### PROVIDED MATERIAL:
== Segment start ==

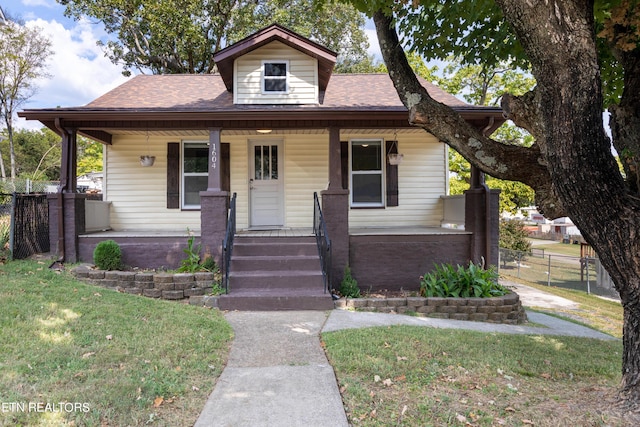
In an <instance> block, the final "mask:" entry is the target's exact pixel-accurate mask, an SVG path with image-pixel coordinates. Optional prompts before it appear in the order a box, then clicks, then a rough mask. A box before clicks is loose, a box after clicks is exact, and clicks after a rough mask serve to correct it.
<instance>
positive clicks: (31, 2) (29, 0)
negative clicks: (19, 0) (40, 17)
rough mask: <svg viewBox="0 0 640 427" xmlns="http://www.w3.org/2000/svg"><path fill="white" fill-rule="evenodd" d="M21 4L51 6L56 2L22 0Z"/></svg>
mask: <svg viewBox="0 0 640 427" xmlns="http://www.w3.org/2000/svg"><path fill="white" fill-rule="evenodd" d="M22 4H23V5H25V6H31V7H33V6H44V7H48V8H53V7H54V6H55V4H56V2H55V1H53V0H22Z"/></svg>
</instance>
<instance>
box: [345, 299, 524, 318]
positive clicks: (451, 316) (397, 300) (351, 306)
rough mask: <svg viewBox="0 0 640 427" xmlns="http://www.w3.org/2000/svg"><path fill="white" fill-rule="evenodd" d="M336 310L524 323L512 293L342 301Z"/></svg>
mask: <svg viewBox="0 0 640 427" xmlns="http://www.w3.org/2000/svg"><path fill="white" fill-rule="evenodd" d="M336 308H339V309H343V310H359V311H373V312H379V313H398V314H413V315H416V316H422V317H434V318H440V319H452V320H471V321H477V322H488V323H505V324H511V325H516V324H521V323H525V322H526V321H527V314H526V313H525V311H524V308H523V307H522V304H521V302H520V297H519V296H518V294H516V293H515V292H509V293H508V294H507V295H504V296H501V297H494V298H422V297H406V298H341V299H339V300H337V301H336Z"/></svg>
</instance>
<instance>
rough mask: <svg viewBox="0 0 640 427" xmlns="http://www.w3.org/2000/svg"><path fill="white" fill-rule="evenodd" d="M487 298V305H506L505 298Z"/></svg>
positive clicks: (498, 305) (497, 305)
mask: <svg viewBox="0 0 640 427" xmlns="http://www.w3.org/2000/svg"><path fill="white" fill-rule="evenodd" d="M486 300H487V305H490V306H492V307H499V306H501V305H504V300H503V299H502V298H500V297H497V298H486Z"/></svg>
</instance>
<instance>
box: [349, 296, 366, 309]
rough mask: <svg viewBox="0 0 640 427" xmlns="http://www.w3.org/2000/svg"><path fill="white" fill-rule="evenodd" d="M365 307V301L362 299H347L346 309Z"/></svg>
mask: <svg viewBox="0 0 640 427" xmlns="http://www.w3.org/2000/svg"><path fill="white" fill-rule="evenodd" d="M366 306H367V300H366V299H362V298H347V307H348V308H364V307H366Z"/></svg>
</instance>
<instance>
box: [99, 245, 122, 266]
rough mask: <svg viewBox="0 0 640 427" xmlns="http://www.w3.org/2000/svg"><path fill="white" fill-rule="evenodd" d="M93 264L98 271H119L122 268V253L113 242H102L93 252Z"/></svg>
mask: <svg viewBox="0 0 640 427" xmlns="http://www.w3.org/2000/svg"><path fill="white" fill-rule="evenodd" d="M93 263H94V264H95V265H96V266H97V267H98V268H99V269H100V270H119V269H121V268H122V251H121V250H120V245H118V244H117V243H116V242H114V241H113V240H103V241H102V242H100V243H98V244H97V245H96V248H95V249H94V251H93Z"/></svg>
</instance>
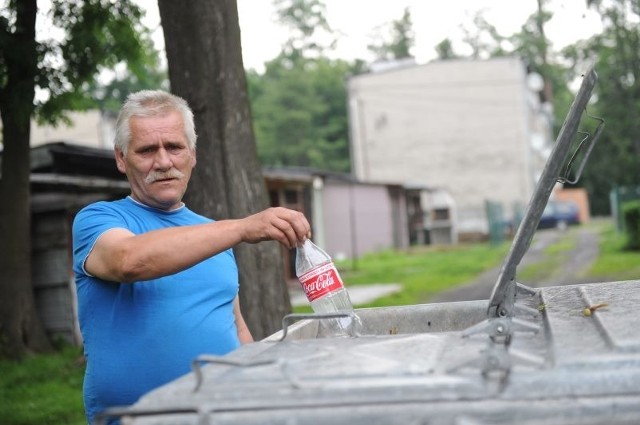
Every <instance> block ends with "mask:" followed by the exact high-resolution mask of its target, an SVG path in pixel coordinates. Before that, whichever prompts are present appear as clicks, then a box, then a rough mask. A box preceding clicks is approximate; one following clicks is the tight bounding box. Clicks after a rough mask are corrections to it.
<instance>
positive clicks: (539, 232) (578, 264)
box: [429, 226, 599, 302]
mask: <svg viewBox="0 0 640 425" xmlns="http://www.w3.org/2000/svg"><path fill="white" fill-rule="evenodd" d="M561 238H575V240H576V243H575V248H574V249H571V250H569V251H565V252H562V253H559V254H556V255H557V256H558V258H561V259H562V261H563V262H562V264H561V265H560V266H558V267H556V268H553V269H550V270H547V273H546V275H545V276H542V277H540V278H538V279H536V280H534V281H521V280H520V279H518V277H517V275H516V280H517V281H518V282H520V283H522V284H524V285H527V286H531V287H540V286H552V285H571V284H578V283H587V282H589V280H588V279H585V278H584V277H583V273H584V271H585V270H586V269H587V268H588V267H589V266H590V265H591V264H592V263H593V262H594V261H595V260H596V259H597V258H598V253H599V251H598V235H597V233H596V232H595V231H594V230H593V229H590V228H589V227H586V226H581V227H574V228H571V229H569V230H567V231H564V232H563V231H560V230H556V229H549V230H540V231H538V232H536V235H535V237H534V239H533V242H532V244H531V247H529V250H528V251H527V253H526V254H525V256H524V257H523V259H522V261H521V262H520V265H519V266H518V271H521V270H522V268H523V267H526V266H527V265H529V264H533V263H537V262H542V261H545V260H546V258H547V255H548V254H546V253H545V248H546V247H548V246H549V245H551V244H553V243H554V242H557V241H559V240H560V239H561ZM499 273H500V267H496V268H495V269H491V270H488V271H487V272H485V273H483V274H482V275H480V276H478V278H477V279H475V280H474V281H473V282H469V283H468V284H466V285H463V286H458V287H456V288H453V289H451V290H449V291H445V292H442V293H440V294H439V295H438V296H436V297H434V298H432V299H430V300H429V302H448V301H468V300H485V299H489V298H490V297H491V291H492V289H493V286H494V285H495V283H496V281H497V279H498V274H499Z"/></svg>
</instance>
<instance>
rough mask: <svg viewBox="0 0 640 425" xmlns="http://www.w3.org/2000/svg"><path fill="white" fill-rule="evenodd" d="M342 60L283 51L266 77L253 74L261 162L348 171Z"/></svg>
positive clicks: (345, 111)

== Segment end ==
== Segment start ==

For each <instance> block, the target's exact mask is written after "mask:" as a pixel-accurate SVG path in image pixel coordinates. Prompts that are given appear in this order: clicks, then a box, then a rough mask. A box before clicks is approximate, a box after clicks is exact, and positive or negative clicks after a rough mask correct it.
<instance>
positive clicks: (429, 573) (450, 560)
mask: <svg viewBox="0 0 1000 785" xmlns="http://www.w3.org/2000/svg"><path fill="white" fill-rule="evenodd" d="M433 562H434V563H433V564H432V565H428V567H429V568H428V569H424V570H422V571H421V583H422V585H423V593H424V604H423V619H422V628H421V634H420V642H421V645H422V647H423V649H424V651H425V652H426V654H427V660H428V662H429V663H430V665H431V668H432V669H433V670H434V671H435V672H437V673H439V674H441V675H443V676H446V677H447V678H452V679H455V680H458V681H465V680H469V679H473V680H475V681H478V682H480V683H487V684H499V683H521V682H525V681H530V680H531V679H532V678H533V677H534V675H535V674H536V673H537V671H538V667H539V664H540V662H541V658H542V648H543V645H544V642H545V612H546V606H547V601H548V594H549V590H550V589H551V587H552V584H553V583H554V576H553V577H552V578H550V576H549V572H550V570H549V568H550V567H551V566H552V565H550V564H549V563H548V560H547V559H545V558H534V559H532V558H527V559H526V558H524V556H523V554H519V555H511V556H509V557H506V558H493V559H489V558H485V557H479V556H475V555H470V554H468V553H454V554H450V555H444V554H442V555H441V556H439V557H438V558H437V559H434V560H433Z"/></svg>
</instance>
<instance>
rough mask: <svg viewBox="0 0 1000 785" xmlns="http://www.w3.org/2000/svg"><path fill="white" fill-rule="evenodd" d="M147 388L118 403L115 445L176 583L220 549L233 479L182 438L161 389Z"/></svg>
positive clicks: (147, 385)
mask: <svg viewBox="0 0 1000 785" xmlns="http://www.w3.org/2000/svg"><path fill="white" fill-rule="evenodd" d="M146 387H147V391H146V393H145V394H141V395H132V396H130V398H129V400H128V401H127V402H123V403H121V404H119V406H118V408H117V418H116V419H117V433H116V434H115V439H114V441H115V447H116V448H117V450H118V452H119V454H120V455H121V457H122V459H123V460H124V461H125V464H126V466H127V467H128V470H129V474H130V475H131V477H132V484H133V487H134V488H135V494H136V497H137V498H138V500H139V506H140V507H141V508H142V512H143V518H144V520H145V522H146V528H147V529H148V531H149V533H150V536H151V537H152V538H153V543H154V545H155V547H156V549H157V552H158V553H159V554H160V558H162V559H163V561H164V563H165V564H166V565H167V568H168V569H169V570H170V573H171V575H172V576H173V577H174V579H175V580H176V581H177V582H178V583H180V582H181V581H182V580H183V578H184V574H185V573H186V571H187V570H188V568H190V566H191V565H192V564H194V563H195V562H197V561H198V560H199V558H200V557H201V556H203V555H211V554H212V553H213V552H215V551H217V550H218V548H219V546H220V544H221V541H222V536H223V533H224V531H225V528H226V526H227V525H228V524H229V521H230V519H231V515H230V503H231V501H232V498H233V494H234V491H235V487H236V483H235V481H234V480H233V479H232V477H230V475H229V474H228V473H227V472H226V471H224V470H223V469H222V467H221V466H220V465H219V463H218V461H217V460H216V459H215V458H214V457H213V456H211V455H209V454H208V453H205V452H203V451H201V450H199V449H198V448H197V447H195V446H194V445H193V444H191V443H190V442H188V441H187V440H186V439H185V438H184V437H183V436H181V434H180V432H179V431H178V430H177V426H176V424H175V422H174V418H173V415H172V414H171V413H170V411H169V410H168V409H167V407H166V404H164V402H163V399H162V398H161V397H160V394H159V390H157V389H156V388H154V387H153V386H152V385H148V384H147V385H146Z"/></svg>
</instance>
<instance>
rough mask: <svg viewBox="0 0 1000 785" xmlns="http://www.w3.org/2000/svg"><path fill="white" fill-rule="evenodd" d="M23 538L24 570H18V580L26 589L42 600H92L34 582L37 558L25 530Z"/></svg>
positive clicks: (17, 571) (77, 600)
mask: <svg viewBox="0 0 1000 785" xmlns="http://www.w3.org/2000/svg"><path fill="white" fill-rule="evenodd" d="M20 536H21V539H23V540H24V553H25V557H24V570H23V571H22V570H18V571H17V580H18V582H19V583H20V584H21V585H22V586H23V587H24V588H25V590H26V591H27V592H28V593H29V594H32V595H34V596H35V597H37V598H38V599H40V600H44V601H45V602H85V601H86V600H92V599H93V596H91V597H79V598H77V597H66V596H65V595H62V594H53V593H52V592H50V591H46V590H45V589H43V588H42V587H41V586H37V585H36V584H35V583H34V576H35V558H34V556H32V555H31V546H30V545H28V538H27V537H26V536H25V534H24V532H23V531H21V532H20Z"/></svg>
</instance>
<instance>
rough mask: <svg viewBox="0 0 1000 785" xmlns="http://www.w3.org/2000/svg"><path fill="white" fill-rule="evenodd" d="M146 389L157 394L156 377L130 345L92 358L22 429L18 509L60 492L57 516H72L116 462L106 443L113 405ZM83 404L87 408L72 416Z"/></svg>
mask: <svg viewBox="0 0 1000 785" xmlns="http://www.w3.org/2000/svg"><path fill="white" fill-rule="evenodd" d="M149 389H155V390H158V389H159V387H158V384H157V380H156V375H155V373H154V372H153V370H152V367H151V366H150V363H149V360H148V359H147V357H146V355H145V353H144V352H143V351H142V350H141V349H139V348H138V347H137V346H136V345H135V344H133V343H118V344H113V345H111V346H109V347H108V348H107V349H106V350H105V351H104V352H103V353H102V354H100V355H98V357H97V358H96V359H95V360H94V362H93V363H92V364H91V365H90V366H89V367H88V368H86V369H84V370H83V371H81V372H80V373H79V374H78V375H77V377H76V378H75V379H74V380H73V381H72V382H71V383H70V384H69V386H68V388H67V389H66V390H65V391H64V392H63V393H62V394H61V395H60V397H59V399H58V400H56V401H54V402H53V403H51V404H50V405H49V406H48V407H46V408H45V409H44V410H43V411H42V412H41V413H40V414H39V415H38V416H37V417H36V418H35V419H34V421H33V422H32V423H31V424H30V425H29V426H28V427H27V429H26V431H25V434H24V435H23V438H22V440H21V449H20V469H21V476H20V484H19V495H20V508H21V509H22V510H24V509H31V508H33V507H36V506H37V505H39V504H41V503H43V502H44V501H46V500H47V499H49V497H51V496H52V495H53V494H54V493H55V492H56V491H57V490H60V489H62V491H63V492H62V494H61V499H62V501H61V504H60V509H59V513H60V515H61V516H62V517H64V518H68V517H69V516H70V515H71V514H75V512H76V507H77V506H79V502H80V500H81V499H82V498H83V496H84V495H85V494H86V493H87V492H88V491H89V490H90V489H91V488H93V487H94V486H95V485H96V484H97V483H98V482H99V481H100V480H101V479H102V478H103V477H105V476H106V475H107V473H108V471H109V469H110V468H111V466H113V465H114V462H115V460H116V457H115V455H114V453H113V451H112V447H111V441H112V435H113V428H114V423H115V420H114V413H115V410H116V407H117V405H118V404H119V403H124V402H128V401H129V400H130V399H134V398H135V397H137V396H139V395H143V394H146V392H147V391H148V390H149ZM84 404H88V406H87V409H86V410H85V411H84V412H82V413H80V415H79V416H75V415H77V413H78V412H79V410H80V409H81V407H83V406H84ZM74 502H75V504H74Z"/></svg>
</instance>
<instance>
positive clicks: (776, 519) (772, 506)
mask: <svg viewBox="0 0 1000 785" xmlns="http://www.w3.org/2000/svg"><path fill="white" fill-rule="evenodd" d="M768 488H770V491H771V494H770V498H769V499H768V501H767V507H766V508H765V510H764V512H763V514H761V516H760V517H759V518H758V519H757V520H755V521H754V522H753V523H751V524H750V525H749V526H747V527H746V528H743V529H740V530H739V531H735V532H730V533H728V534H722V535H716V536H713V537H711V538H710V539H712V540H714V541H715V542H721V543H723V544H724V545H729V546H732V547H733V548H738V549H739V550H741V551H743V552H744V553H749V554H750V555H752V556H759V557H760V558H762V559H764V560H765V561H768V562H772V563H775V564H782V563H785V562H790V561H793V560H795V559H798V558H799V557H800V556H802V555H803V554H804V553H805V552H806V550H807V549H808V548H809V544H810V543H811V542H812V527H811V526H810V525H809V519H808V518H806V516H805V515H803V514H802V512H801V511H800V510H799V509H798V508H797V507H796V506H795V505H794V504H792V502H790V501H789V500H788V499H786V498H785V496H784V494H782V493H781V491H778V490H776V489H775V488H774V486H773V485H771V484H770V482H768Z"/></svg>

== Segment end ==
== Segment start ==

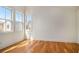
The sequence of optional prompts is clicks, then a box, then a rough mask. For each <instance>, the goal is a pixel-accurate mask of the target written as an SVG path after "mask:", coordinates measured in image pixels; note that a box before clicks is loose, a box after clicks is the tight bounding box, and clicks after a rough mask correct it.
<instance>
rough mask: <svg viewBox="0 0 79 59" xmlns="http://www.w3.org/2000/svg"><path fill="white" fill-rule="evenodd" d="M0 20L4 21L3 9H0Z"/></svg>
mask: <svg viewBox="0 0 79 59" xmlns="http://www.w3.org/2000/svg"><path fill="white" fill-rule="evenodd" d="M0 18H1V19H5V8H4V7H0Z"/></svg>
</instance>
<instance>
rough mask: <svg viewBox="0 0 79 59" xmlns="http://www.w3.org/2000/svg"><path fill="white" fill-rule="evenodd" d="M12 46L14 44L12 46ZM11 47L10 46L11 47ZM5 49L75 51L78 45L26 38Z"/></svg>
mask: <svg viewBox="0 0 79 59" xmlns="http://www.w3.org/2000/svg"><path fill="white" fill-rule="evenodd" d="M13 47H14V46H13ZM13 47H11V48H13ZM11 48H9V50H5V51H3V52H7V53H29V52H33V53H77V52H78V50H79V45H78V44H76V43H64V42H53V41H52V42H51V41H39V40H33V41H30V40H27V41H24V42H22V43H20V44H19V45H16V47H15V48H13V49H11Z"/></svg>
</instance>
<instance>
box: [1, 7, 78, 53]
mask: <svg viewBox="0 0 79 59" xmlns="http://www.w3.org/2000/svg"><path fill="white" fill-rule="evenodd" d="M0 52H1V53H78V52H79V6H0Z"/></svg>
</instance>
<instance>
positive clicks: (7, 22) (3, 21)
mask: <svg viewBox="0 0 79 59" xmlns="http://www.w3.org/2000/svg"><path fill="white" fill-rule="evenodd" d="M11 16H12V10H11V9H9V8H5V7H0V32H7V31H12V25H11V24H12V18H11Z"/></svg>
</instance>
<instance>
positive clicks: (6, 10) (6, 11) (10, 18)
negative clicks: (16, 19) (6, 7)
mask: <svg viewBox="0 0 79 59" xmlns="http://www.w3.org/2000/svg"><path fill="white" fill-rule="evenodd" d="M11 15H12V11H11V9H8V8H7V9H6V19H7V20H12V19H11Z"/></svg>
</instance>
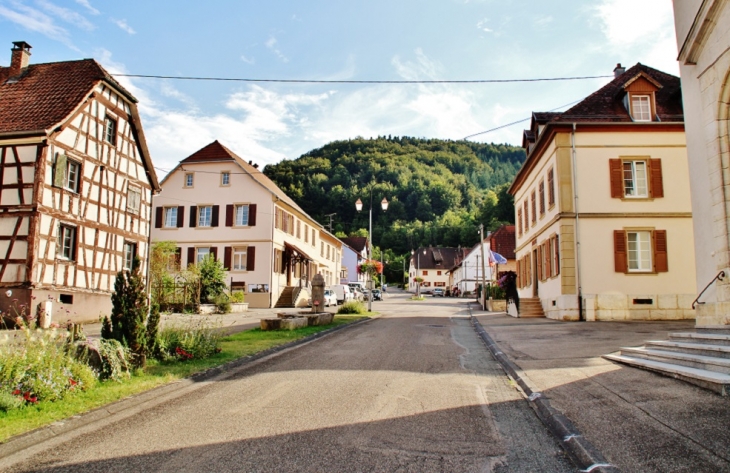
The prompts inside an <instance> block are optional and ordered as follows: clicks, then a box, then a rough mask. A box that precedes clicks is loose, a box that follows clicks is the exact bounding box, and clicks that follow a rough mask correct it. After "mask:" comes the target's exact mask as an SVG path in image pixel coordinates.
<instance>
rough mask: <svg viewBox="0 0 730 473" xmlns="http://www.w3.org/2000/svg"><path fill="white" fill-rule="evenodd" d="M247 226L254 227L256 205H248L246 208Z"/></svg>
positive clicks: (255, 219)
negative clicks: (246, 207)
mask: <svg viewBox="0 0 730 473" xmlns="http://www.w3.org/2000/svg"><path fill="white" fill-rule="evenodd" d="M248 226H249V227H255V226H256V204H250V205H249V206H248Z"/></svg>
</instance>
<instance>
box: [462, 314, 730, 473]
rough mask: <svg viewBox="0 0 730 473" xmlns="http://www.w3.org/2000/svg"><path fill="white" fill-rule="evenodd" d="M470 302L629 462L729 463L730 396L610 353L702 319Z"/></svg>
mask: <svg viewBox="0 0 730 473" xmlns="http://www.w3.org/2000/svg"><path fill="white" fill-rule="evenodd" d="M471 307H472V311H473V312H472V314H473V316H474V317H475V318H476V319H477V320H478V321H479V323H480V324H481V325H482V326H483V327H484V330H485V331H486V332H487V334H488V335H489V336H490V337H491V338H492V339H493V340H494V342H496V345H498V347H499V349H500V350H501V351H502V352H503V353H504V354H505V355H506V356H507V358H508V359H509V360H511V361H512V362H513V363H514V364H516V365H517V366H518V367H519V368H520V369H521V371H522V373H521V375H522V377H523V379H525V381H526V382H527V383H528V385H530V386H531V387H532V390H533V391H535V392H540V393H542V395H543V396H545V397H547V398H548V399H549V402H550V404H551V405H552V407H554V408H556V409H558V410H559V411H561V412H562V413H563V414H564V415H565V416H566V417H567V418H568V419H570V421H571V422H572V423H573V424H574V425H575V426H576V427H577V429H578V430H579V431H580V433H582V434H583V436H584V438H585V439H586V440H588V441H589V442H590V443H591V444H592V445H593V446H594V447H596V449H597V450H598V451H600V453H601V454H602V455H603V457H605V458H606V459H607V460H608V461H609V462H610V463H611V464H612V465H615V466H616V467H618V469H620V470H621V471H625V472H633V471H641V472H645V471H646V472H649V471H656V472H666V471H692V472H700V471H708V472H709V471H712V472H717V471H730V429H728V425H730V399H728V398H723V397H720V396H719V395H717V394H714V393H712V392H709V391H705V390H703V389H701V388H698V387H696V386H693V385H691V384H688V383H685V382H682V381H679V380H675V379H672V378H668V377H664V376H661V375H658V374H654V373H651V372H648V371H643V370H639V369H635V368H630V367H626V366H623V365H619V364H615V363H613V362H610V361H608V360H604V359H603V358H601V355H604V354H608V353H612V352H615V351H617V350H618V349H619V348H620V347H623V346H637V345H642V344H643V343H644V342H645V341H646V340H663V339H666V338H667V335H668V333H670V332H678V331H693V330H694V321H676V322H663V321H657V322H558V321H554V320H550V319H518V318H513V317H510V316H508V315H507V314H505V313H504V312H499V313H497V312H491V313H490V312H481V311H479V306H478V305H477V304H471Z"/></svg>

== Segment end ==

### YOUR TASK:
Pull out every line in the listing above that contains the word "each", matching uppercase and lowercase letters.

### WRITTEN REPLY:
For each <instance> block, the target's exact mask is written after "mask:" as a pixel-accurate SVG path in image pixel coordinates. Prompts that are given appear in this order: clicks, then a box, then a rough mask. A box before clicks is approximate, a box after clicks is exact, and positive or negative clicks after a rough mask correct it.
The sequence of optional prompts is clicks, then a box, then a rough mask. For each <instance>, the goal is a pixel-accurate mask of the target written as an SVG path after "mask:", coordinates measured in image pixels; note that a box before clicks is loose, a box after clicks is the tight bounding box, and clicks after a rough mask correct it.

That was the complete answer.